** Opening SOURCE MATERIAL block **

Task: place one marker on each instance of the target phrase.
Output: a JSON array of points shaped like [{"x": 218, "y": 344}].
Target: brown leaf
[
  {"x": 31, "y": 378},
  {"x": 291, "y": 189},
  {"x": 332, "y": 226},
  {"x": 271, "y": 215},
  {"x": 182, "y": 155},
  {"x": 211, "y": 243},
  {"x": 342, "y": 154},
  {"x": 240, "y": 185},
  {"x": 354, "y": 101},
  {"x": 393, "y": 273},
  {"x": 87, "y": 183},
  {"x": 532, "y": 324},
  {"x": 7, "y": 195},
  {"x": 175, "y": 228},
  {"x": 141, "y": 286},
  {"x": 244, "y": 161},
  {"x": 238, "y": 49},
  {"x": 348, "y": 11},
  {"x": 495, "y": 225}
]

** Closing SOURCE MATERIAL block **

— TASK —
What is wanted is the full set of entries above, reproduced exactly.

— RESULT BELOW —
Task: place one marker on each instance of the target phrase.
Output: a JSON array of points shaped like [{"x": 218, "y": 344}].
Target: brown leaf
[
  {"x": 31, "y": 378},
  {"x": 291, "y": 189},
  {"x": 332, "y": 226},
  {"x": 271, "y": 215},
  {"x": 182, "y": 155},
  {"x": 211, "y": 243},
  {"x": 342, "y": 154},
  {"x": 240, "y": 185},
  {"x": 354, "y": 101},
  {"x": 393, "y": 273},
  {"x": 87, "y": 183},
  {"x": 532, "y": 324},
  {"x": 7, "y": 195},
  {"x": 175, "y": 228},
  {"x": 141, "y": 286},
  {"x": 244, "y": 161},
  {"x": 238, "y": 49},
  {"x": 348, "y": 11},
  {"x": 495, "y": 225}
]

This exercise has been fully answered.